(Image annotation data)
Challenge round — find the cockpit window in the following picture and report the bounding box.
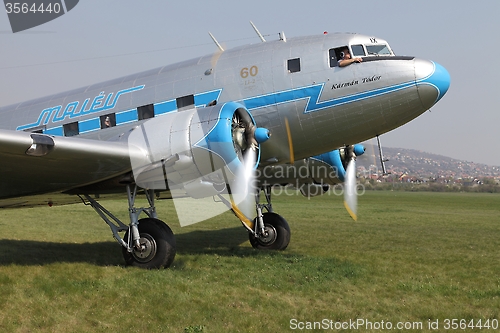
[366,44,391,56]
[351,45,365,57]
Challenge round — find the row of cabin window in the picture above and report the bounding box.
[63,95,194,136]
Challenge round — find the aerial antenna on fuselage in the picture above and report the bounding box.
[280,31,286,43]
[208,31,224,52]
[250,21,266,42]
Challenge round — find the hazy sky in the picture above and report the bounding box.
[0,0,500,166]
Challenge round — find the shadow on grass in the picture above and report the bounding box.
[0,227,364,280]
[0,227,253,266]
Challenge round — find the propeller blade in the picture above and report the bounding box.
[344,157,358,221]
[285,118,295,164]
[231,148,257,220]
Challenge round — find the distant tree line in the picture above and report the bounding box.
[360,179,500,193]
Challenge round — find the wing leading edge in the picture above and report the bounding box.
[0,130,146,207]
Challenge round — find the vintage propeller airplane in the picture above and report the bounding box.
[0,29,450,268]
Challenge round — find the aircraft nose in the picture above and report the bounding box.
[415,59,450,108]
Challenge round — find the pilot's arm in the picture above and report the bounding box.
[339,58,363,67]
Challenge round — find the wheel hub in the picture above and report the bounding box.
[258,225,277,245]
[132,234,156,262]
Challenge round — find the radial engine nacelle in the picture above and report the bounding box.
[128,102,269,198]
[258,144,365,197]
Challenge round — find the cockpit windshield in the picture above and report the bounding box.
[366,44,391,56]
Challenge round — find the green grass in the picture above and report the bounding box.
[0,192,500,333]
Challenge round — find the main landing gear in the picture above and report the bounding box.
[82,185,290,269]
[84,185,176,269]
[242,186,290,250]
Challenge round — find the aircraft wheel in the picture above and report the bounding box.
[250,212,290,250]
[122,218,175,269]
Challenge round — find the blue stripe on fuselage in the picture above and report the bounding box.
[242,81,415,113]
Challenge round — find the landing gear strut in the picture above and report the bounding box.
[83,185,176,269]
[249,185,290,250]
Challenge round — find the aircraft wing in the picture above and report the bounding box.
[0,130,145,207]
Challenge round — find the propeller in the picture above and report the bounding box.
[344,153,358,221]
[344,145,364,221]
[230,111,270,225]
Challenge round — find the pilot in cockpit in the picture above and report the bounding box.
[338,47,363,67]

> _What to do_
Rewrite the listing above, swapping every "Challenge round" for "Practice round" and leaving everything else as it is. Omit the picture lines from your answer.

> _Complete response_
Practice round — find the cockpit window in the following picture and report the bounding box.
[366,44,391,56]
[351,45,365,57]
Practice round — find the row of cabin window in the picture above and report the bounding box.
[63,95,194,136]
Practice round — find the aerial antenna on fuselage in the picture above and report the bounding box.
[280,31,286,43]
[208,31,224,52]
[250,21,266,42]
Practice round — find the hazy sky in the picture above and report the bounding box.
[0,0,500,166]
Practice round — find the shadow on grass in the picture above and report the bounding box.
[0,227,364,280]
[0,227,253,266]
Practice round — find the propeller blade in the picture above and report the bounding box.
[344,157,358,221]
[285,118,295,164]
[231,148,257,220]
Practice round — find the distant tree line in the picture above and report the bounding box.
[360,179,500,193]
Practice round — find the wing leading edge in the picture above and report the bounding box.
[0,130,146,207]
Practice round — find the vintage propeller airplane in the picture above and report the bounding box.
[0,29,450,268]
Practice round — find the aircraft nose in the picture above and report the bounding box.
[415,59,450,108]
Practice round — find the pilot's arm in the picture above and report the bounding box.
[339,58,363,67]
Practice round — find the wheel hub in the picture above and report the bounding box.
[258,225,277,245]
[132,234,156,262]
Practice round — find the radial engine nacelle in the picture above and report the bounding box.
[128,102,269,198]
[258,144,365,197]
Practice round — find the cockpit windshield in the picture above and report the bounding box.
[366,44,391,56]
Practice round — find the green grass in the picture above and report the bounding box.
[0,192,500,333]
Practice round — find the main landing gear in the picture above and report the bounding box.
[82,185,290,269]
[84,185,176,269]
[242,186,290,250]
Practice round — find the aircraft wheel in the picture above and report the bounding box.
[250,212,290,250]
[122,218,175,269]
Practice round — find the blue stripe on fuselage in the picture above and report the bounding box.
[242,81,415,113]
Practice round — find the landing gear strut in the picture above and report the bounding box.
[83,185,176,269]
[249,185,290,250]
Practice round — find the aircraft wing in the picture above and report the bounding box.
[0,130,145,207]
Practice round — find the propeller in the picture above and report the bounding box.
[344,153,358,221]
[344,145,364,221]
[230,111,270,225]
Practice round — find the pilot in cockpit in the picture above and report the bounding box.
[338,47,363,67]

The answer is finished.